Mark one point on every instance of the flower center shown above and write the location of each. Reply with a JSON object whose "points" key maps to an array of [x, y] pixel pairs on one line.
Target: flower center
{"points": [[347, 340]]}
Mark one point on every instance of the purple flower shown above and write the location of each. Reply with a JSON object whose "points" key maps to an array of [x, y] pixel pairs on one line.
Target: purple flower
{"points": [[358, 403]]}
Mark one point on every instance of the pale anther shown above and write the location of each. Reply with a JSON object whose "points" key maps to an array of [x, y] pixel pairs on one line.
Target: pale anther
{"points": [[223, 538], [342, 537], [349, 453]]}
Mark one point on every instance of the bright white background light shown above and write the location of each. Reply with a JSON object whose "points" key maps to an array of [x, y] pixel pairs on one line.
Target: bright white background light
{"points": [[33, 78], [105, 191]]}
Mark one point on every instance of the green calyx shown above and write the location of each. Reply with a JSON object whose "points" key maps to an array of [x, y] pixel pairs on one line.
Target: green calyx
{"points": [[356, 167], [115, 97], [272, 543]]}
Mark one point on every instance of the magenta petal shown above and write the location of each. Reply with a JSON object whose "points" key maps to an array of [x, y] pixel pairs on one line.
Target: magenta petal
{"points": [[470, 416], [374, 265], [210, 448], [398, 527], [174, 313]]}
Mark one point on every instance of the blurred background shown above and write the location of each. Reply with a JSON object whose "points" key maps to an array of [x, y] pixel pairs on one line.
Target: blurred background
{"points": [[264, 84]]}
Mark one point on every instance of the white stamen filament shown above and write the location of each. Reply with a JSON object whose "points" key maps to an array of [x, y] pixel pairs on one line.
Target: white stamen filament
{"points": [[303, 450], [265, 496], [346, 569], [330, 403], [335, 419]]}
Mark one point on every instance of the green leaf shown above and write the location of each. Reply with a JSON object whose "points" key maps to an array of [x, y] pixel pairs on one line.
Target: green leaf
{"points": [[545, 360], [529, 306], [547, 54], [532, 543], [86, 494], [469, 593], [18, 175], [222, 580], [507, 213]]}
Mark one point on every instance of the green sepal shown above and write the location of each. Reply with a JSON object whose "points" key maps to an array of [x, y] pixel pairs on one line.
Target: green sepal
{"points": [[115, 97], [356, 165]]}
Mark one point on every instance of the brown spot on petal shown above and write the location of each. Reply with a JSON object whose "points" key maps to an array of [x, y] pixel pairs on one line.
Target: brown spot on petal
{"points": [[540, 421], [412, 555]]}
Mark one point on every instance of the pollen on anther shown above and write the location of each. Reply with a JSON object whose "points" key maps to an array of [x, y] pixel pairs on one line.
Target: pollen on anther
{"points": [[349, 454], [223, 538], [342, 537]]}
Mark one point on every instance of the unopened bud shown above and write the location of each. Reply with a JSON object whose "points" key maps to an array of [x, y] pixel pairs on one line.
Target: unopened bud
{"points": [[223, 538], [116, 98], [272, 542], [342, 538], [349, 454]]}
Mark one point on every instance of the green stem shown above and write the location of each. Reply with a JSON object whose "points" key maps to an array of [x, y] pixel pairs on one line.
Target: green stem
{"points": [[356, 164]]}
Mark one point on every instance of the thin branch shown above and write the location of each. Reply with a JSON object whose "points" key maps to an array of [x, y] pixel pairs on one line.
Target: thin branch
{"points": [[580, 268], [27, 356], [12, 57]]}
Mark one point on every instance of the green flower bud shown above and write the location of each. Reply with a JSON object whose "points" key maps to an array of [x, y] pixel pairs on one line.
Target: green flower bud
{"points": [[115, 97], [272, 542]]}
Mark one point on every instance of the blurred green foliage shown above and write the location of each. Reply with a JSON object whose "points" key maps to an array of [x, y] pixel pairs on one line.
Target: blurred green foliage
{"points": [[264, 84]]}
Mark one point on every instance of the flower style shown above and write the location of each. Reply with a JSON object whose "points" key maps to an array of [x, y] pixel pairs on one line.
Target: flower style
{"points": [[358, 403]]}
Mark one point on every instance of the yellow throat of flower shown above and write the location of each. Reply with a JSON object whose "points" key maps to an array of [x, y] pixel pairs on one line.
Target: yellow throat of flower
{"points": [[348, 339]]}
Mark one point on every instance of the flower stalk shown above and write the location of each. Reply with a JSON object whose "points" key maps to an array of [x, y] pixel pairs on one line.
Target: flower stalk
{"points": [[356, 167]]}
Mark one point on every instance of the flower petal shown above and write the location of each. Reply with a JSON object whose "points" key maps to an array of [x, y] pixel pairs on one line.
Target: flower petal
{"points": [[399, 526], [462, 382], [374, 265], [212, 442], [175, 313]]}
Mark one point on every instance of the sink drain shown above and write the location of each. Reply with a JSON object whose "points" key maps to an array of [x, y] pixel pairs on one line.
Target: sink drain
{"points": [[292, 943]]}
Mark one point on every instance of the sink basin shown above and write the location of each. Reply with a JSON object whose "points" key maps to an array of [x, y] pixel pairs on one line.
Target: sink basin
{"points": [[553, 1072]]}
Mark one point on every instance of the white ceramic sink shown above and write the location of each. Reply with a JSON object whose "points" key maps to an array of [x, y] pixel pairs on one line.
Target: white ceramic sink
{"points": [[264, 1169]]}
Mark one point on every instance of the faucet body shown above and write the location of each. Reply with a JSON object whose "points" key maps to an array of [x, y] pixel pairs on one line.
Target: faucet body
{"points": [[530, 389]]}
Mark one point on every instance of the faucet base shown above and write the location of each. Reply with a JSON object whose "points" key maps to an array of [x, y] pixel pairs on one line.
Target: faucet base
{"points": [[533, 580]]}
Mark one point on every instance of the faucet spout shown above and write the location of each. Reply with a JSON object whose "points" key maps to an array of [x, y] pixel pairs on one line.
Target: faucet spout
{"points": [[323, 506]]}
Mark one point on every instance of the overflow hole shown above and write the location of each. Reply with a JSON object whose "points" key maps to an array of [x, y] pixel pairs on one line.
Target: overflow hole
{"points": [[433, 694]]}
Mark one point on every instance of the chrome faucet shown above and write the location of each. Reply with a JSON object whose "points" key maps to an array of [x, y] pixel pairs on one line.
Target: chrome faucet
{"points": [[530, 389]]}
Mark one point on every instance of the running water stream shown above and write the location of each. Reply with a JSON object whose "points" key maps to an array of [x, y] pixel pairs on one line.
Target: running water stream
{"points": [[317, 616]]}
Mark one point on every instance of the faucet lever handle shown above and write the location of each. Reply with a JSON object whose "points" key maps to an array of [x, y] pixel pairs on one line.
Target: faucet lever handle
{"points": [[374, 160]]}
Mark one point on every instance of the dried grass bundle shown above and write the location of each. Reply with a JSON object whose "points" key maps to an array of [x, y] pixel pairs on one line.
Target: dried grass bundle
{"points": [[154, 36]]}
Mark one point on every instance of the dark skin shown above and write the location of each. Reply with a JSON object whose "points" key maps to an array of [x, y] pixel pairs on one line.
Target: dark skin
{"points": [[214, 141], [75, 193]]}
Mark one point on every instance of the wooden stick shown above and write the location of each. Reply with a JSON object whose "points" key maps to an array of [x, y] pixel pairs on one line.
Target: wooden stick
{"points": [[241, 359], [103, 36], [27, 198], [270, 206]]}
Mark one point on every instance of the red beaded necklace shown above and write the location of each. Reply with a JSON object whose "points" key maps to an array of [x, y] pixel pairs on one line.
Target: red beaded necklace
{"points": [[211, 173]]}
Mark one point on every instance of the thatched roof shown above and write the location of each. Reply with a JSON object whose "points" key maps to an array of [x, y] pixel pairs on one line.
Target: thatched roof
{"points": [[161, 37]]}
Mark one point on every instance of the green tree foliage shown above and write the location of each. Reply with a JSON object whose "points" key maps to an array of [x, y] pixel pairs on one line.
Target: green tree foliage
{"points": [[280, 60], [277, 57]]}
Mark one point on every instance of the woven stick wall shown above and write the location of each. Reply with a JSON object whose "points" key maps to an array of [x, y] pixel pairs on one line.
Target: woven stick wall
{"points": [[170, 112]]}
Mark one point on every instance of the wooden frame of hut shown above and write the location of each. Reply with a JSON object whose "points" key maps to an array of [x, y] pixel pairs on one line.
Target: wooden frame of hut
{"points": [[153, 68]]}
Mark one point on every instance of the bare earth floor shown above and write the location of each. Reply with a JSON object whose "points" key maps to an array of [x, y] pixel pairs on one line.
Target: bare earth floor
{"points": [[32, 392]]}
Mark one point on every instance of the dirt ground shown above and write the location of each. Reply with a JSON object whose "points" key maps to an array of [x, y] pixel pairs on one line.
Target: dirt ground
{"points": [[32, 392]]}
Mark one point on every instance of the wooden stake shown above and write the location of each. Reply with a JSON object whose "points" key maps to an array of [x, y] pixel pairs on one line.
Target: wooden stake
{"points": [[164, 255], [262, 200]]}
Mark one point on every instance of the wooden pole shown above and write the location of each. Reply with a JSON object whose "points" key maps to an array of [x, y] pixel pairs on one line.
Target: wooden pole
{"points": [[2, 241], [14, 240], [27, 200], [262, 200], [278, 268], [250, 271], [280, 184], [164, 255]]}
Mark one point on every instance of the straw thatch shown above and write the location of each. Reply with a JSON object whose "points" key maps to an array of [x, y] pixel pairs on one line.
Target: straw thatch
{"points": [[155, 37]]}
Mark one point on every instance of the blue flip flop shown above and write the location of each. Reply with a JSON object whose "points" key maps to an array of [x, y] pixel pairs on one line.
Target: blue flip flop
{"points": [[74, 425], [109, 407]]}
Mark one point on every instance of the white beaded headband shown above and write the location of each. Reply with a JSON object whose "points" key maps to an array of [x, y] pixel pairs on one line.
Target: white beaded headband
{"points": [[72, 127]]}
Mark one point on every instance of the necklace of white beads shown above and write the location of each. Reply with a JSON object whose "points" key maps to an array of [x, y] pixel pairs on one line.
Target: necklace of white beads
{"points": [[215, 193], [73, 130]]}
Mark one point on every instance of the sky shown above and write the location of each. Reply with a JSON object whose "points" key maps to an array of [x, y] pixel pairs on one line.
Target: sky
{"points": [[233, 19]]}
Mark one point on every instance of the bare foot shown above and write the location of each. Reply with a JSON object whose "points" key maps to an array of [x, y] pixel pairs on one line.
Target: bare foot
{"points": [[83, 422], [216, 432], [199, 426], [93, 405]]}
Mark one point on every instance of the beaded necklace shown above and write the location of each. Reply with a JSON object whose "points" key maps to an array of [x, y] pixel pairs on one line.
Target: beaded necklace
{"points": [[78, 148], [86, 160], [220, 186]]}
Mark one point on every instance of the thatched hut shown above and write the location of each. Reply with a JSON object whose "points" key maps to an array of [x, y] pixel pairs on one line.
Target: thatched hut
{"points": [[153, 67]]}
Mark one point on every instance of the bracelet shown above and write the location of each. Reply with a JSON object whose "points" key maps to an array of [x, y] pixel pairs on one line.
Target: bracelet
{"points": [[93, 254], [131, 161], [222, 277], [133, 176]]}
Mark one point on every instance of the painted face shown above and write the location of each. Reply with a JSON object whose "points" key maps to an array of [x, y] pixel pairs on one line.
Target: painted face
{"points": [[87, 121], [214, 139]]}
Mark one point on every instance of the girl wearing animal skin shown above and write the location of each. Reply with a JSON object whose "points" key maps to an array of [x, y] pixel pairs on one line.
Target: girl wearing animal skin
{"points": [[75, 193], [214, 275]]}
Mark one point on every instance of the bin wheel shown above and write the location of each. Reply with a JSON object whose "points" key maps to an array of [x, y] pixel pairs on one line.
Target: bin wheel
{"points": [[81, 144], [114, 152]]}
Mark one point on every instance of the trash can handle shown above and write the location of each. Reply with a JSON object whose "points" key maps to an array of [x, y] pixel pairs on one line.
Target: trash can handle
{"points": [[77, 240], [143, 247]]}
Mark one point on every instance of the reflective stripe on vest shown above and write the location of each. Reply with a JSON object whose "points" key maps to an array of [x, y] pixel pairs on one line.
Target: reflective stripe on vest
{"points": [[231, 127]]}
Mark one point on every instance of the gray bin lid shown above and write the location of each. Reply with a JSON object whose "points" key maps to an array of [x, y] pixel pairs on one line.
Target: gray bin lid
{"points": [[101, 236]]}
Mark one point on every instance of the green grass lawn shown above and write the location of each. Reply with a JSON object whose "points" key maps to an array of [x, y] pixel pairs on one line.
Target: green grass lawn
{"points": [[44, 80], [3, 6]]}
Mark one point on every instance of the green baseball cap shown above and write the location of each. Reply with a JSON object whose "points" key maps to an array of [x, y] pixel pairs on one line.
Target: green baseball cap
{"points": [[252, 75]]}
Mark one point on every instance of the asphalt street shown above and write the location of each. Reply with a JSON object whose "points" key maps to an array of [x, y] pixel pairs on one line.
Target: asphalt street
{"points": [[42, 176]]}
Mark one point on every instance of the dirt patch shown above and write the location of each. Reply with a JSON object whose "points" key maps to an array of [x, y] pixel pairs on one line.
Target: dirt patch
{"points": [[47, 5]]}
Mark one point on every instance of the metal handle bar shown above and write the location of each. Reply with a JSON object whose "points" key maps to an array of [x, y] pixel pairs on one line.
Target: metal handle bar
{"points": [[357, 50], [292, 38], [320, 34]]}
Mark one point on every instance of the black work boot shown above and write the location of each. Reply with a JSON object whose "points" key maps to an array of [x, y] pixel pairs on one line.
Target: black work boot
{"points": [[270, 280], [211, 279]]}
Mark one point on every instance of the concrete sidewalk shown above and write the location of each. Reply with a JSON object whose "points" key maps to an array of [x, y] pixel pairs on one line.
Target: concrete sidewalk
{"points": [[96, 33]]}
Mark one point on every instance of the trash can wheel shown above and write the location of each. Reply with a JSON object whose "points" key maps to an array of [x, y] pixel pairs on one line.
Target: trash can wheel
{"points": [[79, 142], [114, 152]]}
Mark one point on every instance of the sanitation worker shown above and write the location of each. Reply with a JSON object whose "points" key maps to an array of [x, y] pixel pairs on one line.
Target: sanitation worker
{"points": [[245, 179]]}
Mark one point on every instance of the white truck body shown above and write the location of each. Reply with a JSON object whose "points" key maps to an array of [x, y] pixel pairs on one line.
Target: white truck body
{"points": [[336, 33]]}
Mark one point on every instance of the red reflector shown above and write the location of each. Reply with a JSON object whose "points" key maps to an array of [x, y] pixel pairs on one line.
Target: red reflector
+++
### TASK INSTRUCTIONS
Copy out exactly the lines from the line with "Mark one point on every instance of the white truck" to the end of the listing, including both of those lines, and give nothing else.

### COMPLETED TASK
Mark one point on every instance of the white truck body shown above and write the location of each. Reply with a JSON object whose "points" key maps to an array of [x, y] pixel pairs on one line.
Target: white truck body
{"points": [[336, 33]]}
Mark one point on every instance of the red reflector shown above and write the location of each. Reply with a JSON object whose "points" key maps to an array of [x, y] pixel pairs on one line.
Target: red reflector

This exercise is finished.